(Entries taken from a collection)
• • •

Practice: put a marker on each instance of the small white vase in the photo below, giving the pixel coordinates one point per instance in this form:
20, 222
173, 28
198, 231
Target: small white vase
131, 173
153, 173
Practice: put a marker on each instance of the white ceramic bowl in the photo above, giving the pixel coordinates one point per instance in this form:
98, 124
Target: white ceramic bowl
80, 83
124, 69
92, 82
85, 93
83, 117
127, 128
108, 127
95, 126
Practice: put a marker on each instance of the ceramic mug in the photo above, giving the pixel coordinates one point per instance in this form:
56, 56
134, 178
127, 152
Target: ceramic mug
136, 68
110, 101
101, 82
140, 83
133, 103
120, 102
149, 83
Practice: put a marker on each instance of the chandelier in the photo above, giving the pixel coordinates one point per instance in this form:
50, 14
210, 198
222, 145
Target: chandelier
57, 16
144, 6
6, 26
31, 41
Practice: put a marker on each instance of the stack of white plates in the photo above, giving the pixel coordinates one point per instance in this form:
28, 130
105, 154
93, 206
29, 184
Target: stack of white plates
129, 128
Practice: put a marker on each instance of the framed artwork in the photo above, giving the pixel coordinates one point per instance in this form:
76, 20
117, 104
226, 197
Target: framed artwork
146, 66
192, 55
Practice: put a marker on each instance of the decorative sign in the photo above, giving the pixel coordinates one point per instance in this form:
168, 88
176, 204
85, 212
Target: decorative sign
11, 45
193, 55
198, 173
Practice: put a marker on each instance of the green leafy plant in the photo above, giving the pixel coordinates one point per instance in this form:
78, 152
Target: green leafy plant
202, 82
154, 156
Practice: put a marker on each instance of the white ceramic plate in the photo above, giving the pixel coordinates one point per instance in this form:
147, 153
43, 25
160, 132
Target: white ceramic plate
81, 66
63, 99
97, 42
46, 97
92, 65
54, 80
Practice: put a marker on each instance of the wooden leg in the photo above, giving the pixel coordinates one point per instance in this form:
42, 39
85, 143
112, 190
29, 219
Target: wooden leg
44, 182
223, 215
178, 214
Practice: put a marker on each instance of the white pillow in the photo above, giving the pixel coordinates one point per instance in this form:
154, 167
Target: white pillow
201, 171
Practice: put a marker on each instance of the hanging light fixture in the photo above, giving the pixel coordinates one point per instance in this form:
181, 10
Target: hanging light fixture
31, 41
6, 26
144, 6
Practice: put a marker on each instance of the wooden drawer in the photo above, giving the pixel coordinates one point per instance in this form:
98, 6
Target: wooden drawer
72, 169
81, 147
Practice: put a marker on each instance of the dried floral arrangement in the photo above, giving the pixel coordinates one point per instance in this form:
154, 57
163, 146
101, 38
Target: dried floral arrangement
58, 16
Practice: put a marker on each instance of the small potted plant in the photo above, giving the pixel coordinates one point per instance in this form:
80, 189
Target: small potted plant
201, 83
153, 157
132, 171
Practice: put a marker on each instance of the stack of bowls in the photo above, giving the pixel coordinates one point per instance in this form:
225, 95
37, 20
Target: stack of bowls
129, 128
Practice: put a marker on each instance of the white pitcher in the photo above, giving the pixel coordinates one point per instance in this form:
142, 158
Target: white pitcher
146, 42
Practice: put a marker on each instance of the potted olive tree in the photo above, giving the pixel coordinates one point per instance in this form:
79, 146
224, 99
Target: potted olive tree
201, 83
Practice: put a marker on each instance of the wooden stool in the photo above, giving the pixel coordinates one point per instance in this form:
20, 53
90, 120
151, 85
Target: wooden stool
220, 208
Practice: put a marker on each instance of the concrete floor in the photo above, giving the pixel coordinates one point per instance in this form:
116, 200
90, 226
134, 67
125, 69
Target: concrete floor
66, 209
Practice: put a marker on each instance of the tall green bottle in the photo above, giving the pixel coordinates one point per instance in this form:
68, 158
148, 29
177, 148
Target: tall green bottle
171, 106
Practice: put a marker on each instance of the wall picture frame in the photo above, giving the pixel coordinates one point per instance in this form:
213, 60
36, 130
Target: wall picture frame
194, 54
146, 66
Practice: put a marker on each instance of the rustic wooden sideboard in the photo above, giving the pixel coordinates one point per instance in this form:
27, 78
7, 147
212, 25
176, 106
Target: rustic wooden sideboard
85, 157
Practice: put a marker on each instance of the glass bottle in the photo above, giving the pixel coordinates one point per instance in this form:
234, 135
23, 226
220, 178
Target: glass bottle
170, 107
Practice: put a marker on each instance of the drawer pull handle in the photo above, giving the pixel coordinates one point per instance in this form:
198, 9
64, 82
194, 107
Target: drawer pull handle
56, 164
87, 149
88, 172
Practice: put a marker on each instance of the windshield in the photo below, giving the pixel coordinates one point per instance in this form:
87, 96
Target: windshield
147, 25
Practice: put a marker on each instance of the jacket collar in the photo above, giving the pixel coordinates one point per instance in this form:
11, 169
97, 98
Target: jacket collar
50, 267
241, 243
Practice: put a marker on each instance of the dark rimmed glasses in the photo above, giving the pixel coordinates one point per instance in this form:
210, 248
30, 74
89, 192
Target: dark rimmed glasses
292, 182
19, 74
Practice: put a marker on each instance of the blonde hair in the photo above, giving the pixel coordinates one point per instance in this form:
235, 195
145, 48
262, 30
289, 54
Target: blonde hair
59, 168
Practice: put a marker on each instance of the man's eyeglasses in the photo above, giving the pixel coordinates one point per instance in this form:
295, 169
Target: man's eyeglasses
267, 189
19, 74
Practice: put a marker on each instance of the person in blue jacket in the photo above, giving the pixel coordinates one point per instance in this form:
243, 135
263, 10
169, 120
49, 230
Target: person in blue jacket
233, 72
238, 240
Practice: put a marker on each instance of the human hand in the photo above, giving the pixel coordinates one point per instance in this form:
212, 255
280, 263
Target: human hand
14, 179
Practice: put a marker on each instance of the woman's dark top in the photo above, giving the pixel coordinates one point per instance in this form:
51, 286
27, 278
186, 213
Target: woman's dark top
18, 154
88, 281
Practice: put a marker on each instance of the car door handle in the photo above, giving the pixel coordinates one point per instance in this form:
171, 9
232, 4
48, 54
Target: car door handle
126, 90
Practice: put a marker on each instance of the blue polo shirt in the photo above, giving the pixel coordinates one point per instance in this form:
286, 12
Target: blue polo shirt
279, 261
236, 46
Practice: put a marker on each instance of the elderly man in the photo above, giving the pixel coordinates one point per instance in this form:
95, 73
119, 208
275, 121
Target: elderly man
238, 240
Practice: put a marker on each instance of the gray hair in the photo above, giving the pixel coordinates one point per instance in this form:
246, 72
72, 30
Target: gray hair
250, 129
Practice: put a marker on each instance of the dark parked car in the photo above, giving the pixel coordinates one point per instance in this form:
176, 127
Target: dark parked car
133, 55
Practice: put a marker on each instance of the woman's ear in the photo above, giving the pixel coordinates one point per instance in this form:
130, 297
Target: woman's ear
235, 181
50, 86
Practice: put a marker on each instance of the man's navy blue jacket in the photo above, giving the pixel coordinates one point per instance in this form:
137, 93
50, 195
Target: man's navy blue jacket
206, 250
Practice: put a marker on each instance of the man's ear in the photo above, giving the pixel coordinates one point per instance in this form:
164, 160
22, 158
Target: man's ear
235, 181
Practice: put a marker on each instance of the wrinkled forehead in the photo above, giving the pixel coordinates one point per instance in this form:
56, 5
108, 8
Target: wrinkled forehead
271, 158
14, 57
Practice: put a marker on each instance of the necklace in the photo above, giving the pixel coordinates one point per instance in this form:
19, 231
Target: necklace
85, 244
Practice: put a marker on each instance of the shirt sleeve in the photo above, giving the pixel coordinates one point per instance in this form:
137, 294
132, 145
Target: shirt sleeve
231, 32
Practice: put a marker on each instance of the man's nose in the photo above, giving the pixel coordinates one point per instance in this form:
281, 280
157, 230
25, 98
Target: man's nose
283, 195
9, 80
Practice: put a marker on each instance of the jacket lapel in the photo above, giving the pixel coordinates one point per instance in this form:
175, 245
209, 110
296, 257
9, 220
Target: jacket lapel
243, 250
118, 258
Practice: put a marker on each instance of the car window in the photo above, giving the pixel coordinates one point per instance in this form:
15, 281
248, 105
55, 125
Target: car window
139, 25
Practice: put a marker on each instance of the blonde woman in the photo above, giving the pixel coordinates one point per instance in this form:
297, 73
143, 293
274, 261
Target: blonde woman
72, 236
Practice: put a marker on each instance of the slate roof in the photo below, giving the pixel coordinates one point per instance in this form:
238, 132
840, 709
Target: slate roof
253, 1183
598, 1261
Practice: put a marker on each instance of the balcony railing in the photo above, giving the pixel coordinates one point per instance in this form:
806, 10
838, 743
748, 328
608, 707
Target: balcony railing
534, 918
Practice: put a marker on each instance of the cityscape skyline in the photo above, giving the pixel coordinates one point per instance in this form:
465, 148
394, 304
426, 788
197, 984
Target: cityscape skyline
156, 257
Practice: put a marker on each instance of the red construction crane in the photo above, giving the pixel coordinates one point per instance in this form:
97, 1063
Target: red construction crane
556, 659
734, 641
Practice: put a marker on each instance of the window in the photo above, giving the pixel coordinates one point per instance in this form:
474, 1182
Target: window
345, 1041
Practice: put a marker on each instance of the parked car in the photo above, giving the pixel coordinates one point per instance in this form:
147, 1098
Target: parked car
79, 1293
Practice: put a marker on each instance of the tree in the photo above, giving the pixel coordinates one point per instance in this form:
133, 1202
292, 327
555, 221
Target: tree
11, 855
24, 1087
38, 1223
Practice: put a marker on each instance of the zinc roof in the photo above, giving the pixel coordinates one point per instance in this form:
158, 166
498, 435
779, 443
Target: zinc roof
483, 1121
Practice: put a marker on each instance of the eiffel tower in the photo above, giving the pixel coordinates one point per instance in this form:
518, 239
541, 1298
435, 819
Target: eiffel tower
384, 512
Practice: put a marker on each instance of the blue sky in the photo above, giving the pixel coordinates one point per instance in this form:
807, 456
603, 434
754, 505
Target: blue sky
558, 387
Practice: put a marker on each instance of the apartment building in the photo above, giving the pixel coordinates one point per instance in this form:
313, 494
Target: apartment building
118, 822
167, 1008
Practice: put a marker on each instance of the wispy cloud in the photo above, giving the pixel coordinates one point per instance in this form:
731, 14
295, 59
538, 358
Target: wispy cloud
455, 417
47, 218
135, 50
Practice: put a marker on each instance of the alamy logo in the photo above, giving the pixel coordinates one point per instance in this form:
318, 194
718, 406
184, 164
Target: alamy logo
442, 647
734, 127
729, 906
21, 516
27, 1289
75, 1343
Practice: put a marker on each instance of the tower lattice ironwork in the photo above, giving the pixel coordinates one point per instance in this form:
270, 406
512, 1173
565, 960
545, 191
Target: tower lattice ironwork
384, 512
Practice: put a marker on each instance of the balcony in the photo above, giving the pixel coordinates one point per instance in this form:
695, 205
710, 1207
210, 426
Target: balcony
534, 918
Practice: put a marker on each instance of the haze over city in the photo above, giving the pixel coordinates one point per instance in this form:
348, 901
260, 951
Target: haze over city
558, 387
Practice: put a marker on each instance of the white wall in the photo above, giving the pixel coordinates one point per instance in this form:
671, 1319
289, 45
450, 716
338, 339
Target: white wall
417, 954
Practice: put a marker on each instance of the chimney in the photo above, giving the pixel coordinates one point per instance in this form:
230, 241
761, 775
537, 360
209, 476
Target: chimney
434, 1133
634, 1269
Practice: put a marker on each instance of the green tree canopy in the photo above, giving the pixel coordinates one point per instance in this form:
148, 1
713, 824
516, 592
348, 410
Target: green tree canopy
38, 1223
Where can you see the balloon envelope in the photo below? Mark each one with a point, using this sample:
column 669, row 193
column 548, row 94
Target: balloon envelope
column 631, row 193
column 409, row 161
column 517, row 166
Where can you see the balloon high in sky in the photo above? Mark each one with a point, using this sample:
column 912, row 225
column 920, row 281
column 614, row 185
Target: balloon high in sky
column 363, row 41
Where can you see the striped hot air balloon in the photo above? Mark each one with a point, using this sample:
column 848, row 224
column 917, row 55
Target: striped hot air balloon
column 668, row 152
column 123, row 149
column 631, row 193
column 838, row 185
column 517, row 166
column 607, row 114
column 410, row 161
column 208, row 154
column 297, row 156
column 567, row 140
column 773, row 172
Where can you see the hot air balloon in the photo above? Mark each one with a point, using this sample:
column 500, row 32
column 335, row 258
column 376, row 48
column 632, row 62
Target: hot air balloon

• • •

» What to do
Write out the lines above from the one containing "Practice: put a marker on each instance of the green tree" through the last, exactly as they are.

» Finished task
Practice: put a marker on each instance of the green tree canopy in the photo above, giving the pixel coordinates one point per instance in this form:
148, 1
713, 824
516, 592
348, 410
Target: green tree canopy
38, 1223
Where can you see the balloon envelope in the photo below? Mark each one with a point, using this sample:
column 669, row 193
column 548, row 94
Target: balloon envelope
column 631, row 193
column 409, row 161
column 517, row 166
Where can you see the balloon high in sky in the photo above? Mark each one with a point, using this sample:
column 912, row 225
column 920, row 281
column 614, row 185
Target: balloon high in sky
column 363, row 41
Where can you see the striped hot air balloon in the photo above? Mark each one with a point, using this sample:
column 848, row 224
column 917, row 55
Target: striped hot air balloon
column 668, row 152
column 123, row 149
column 631, row 193
column 838, row 185
column 517, row 166
column 607, row 114
column 410, row 161
column 208, row 154
column 297, row 156
column 567, row 140
column 773, row 172
Where can you see the hot air balloon in the photo above? Mark each one with a point, using this sample:
column 500, row 32
column 335, row 258
column 376, row 48
column 632, row 62
Target: hot air balloon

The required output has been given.